**Provided text**:
If there ever was a utilitarian metal, it's nickel. This well-known transition element may have more varied applications than any other metal. It is used in everything from our coins to our automobiles and from jewelry to paper clips, and new uses are found all the time.
Basically, nickel is a hard, malleable, ductile, lustrous, silver-white metal that takes a high polish. It conducts heat and electricity and is slightly magnetic. It forms numerous compounds, many of them blue or green, and finely divided nickel can adsorb hydrogen.
But it is as an alloy with other metals that nickel really shines. The first reported use of nickel was in a nickel-copper-zinc alloy produced in China in the Middle Ages. It is believed that some alloys were produced in prehistoric times. Today, an estimated 85% of nickel ends up as alloys.
The largest use is in making stainless steel. As much as 70% of nickel goes to make stainless or other steel alloys. With concentrations of up to 45%, nickel adds strength and corrosion resistance. Surprisingly, 16% of stainless steel goes into the chemical process industry. Electronics consume 18%; auto manufacturing, 15%; and the food and beverage industry, 13%.
In addition to its use in steel alloys, nickel forms useful alloys with other metals. Copper-nickel alloys offer a good compromise between strength and ductility and resist corrosion in saltwater, nonoxidizing acids, and alkalies. These alloys are used in industrial plumbing and petrochemical equipment.
Nickel-copper is also the alloy of which coins are made. The U.S. nickel is 25% nickel and 75% copper.
Other useful alloys include nickel-chromium and nickel-molybdenum combinations that are the basis for materials that can withstand extremely corrosive chemical plant environments, such as hot sulfuric and phosphoric acids, hydrogen chloride gas, and other oxidative conditions.

Records of labeled points:
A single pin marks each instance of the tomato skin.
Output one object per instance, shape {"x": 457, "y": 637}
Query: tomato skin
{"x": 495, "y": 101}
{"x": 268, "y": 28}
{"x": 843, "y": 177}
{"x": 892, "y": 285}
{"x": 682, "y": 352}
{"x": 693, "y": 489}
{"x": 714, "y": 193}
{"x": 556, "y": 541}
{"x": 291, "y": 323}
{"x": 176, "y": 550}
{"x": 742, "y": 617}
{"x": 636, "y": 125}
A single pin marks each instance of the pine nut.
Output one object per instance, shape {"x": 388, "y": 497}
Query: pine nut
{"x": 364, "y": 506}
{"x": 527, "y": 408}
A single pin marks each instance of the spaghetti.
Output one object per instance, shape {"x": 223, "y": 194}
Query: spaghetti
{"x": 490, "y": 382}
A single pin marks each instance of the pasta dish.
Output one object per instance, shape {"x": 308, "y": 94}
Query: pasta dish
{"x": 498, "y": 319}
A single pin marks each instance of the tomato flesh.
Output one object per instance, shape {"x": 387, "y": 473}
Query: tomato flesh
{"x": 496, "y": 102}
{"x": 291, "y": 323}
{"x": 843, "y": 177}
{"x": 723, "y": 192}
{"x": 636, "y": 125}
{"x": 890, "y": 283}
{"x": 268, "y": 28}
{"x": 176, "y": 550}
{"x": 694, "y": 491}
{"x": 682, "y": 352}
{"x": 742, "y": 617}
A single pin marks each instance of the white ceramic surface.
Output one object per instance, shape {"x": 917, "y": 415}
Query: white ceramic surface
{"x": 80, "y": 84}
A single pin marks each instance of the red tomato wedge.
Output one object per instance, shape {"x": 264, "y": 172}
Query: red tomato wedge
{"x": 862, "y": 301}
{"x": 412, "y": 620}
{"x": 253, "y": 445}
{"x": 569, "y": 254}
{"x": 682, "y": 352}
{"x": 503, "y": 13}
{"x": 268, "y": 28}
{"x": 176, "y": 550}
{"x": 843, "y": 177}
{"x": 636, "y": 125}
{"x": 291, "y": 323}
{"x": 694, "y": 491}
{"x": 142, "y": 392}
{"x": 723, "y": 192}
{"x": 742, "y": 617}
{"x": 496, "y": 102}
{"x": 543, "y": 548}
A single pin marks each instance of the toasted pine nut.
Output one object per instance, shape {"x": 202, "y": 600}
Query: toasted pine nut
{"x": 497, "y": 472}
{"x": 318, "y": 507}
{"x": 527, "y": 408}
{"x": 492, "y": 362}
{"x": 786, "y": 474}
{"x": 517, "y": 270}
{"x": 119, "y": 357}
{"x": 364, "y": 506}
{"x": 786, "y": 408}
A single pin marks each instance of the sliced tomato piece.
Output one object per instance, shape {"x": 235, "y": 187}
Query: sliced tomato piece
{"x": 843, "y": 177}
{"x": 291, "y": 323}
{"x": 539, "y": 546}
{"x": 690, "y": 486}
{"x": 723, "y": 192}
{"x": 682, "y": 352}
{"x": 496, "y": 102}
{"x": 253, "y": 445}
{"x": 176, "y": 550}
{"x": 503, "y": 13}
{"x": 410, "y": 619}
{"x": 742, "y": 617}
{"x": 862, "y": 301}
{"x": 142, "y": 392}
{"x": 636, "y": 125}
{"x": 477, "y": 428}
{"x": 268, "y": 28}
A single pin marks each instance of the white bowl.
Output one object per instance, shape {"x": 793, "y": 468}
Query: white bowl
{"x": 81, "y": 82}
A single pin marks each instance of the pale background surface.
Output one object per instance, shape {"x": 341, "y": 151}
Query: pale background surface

**Stated exercise 1**:
Answer these questions using the passage on nickel:
(a) What share of nickel is estimated to end up as alloys?
(b) What is the composition of the U.S. nickel coin?
(c) Where and when was nickel's first reported use?
**Stated exercise 2**: Recast the paragraph of the passage on nickel that begins "In addition to its use in steel alloys" as a short bulleted list that keeps its main facts.
**Stated exercise 3**: Write what comes next in the passage on nickel, starting after its final sentence.

**Task output 1**:
(a) An estimated 85%.
(b) 25% nickel and 75% copper.
(c) In China in the Middle Ages, in a nickel-copper-zinc alloy.

**Task output 2**:
- Besides steel alloys, nickel forms useful alloys with other metals.
- Copper-nickel alloys balance strength and ductility.
- They resist corrosion in saltwater, nonoxidizing acids, and alkalies.
- They are used in industrial plumbing and petrochemical equipment.

**Task output 3**:
Electroplating is the second largest use for this versatile metal. The process is used to produce corrosion-resistant and decorative finishes, as well as substrates for chromium coatings. Nickel can be plated on many surfaces, including plastics. Automobile trim, bathroom fittings, and electronic connectors are just a few of the many applications.
There is also a process for plating nickel without an electric current. This "electroless" process makes very uniform plating. Other materials can be added to improve the finish, such as Teflon to increase lubricity or silicon carbide for wear resistance. This process is used on computer hard drives for a smooth, nonmagnetic base for the magnetic recording layer.
Nickel also happens to be an excellent catalyst for many chemical reactions. By itself or combined with other metals, nickel is used for a myriad of industrial and research applications. The most famous nickel catalyst is called Raney nickel. Developed by Murray Raney in the 1920s, it is 90% nickel and 10% aluminum.
All of these uses demand a lot of nickel. The U.S. consumes more than 195,000 metric tons of nickel yearly. But the last nickel mine in the U.S. closed in 1987. Most new nickel comes from Canada and Australia. The two most common ores are nickel-iron-sulfide pentlandite, (Ni,Fe)9S8, and a nickel silicate contained in hydrated magnesium, usually garnierite, (Ni,Mg)6 Si4O10(OH)8.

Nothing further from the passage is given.